(REQUIRED WORK)
In the entries below, find the string "query" and return each line holding it.

(Natural language region descriptions)
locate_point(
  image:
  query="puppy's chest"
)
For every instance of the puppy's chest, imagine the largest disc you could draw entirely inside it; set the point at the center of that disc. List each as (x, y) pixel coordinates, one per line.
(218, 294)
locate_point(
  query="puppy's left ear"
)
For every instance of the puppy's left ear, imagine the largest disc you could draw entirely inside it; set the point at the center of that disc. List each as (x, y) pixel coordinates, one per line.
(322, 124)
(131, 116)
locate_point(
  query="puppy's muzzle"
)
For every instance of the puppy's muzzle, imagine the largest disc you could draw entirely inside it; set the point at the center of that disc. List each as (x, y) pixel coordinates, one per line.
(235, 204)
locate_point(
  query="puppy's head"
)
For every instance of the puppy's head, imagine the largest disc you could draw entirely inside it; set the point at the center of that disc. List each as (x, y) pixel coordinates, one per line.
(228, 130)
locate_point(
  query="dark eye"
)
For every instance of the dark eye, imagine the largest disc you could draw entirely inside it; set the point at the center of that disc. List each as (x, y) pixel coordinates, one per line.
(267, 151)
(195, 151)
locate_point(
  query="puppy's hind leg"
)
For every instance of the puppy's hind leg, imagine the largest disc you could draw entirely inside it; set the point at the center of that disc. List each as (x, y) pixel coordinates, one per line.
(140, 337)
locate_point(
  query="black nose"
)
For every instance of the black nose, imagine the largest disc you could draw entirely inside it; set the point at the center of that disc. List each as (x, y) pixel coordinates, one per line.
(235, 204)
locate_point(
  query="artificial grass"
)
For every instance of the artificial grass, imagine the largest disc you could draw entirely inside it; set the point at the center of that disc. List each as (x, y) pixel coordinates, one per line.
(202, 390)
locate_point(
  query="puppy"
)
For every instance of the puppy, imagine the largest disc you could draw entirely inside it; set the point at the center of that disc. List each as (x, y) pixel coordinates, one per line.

(EXERCISE SOLUTION)
  query="puppy's chest"
  query="puppy's left ear"
  query="puppy's muzzle"
  query="puppy's head"
  query="dark eye"
  query="puppy's hind leg"
  query="black nose"
  query="artificial grass"
  query="puppy"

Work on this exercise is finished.